• **Task description**
Copy the items starting with the line that contains "Mark each instance of the helmet" and going on through the line that contains "Target: helmet vent hole", swapping "vent hole" for "air vent" and changing nothing else.

• **Data in this exercise**

━━━━━━

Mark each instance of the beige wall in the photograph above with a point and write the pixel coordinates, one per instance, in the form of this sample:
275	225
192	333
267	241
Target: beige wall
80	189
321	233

━━━━━━

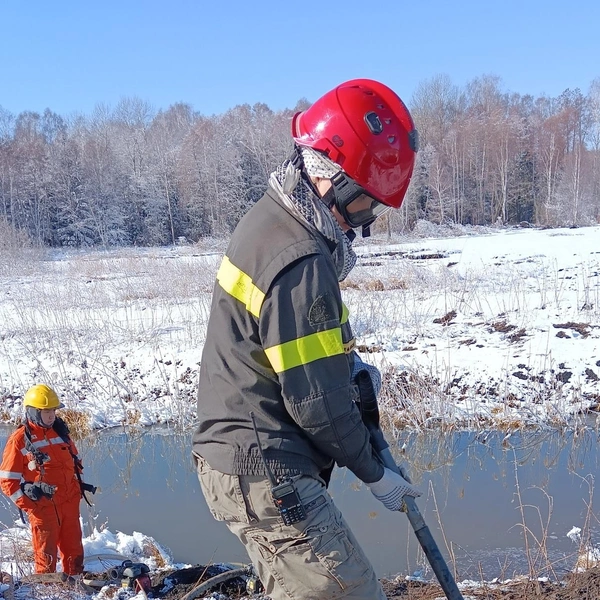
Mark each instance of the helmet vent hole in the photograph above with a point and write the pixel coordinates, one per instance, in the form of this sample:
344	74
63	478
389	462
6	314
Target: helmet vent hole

━━━━━━

• **Solution to this problem**
Mark each instance of the helmet air vent in the photograph above with a point and write the pixel coordinates, one per instance, in the form of this sample:
344	74
63	478
389	462
6	314
Target: helmet air vent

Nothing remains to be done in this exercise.